[Part of a data file]
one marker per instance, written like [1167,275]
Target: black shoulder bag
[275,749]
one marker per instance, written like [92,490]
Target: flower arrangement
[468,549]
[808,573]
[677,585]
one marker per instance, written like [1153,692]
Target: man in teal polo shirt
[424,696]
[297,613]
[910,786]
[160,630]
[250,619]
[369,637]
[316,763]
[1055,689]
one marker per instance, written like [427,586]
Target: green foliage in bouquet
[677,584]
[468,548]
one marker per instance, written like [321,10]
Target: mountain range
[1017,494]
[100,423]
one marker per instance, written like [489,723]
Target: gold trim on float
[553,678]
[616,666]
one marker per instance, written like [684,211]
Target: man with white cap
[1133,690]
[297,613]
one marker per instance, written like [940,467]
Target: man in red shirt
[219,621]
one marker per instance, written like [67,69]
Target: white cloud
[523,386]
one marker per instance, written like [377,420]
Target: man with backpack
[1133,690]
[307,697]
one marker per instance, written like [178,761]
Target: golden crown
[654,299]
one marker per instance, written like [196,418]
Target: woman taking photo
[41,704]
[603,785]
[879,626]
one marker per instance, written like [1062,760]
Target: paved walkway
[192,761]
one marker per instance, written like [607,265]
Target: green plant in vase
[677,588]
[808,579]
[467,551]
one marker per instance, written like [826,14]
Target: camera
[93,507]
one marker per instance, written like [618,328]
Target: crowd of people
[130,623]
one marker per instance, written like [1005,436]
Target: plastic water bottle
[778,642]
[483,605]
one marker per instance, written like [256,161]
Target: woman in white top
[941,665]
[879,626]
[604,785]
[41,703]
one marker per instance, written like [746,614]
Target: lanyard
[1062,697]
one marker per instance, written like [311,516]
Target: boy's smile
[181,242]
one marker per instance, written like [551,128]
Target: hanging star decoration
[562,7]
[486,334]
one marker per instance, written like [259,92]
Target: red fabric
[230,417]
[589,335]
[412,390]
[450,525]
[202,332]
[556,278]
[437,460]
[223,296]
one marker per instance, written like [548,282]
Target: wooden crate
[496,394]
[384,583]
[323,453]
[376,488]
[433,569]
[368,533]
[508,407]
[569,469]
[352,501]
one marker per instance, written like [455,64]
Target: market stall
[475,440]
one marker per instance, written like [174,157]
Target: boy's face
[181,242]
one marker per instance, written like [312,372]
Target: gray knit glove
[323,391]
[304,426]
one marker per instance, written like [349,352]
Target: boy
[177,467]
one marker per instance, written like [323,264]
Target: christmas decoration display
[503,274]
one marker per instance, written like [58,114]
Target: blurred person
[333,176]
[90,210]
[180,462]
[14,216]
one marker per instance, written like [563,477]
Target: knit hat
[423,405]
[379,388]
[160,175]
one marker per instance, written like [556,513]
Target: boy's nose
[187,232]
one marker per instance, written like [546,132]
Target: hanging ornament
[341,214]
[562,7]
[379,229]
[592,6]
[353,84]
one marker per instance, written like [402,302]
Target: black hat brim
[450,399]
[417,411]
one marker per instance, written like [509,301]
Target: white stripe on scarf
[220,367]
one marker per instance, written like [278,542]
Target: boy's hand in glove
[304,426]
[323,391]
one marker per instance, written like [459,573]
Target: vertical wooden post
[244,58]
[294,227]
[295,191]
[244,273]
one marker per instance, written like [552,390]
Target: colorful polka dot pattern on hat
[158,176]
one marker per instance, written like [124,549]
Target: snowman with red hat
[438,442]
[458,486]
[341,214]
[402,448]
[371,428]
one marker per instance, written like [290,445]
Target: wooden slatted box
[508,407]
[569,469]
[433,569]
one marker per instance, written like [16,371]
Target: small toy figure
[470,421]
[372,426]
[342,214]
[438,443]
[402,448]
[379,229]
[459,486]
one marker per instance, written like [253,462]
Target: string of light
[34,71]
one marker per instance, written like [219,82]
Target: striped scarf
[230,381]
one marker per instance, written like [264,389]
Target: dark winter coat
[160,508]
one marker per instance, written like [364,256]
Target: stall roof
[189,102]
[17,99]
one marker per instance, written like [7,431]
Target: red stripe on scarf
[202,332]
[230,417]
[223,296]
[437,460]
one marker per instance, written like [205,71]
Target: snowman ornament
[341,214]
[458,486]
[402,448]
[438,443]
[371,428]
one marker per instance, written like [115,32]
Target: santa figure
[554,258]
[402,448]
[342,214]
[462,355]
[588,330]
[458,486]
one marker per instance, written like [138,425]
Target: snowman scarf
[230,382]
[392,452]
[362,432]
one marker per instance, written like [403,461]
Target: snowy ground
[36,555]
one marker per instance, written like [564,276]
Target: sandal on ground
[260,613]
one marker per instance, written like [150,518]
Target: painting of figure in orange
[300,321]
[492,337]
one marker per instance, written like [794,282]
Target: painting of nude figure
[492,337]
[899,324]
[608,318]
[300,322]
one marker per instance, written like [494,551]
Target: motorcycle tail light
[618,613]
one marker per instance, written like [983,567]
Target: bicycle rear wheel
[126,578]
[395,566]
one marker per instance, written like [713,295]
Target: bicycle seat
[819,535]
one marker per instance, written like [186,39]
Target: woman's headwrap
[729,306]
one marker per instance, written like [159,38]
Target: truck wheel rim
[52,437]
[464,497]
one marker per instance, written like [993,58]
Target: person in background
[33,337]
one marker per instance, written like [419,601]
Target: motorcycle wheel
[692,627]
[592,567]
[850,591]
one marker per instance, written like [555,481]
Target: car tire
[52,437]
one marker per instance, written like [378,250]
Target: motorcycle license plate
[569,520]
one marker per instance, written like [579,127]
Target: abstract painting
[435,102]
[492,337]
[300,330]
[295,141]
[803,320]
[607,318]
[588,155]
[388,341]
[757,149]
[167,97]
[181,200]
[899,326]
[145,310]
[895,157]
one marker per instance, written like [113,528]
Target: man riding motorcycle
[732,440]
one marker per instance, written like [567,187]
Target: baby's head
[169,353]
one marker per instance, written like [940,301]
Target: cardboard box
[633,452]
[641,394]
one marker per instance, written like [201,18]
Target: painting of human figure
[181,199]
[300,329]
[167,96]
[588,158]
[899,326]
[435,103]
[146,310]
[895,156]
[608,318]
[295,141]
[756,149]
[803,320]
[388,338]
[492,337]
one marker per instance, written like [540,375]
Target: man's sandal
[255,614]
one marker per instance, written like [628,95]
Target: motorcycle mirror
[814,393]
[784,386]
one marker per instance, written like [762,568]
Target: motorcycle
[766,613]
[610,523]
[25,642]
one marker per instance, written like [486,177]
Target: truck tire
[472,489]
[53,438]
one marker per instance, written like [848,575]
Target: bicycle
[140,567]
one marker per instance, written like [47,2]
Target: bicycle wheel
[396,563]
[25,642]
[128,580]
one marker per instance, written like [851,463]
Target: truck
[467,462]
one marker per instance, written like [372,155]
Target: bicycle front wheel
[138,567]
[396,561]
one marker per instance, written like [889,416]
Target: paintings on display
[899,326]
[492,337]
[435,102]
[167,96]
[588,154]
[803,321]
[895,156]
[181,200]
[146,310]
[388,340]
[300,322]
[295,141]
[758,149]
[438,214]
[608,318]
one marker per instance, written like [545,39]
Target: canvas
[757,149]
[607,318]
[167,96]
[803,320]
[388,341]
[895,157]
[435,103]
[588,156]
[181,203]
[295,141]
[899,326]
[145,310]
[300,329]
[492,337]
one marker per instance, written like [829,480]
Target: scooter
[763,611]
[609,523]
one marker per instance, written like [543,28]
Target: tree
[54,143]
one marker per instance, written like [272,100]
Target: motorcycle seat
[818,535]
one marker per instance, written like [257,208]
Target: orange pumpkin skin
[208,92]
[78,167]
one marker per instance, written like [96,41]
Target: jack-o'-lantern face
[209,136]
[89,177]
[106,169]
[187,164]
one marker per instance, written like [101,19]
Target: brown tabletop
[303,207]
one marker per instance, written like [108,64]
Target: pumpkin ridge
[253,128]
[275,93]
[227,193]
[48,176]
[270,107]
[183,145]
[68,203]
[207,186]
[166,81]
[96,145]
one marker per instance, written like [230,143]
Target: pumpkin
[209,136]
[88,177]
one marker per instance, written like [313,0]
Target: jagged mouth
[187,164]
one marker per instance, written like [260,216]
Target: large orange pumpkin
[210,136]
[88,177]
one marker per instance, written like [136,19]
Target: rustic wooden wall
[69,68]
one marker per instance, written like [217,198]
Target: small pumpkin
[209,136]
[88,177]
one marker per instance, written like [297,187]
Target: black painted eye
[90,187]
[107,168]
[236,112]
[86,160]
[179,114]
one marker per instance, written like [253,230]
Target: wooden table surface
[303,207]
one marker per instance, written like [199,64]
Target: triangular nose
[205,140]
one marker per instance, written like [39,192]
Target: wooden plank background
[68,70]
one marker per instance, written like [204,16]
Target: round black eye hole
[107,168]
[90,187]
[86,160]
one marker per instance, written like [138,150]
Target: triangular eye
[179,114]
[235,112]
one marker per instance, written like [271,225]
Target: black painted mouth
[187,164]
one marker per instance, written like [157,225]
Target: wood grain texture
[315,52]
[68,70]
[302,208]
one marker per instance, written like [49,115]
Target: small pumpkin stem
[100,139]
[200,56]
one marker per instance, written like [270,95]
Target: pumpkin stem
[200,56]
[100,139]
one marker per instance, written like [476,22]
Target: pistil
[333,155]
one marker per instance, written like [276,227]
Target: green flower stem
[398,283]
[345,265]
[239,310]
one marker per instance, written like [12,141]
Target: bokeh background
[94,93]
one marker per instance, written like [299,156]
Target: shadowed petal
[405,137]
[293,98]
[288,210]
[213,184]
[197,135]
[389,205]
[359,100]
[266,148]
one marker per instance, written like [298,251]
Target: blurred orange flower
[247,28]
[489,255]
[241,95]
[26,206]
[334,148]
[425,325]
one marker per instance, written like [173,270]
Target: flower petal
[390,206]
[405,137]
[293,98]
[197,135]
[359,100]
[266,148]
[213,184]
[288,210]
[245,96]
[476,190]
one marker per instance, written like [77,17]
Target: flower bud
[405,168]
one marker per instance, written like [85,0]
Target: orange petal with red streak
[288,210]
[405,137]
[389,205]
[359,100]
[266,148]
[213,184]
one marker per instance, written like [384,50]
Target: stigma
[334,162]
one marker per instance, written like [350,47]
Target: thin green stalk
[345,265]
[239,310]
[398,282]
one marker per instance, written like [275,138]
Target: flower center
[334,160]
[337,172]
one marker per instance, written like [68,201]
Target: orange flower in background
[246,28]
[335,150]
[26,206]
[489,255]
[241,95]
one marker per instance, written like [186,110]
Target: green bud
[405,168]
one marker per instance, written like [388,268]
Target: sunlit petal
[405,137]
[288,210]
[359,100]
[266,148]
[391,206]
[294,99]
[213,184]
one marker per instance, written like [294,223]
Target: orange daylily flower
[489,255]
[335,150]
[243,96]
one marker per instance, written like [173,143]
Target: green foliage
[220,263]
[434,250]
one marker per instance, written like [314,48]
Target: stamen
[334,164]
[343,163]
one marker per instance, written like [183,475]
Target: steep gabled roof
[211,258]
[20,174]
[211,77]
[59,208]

▶ _What to do_:
Rewrite everything from the line containing "one marker per instance, written like [183,475]" down to the end of the items, replacing "gabled" with "pitched" and leaving all else unchanged.

▶ _Exercise response_:
one marker per instance, written like [183,475]
Target: steep pitched roof
[211,258]
[20,174]
[211,77]
[59,208]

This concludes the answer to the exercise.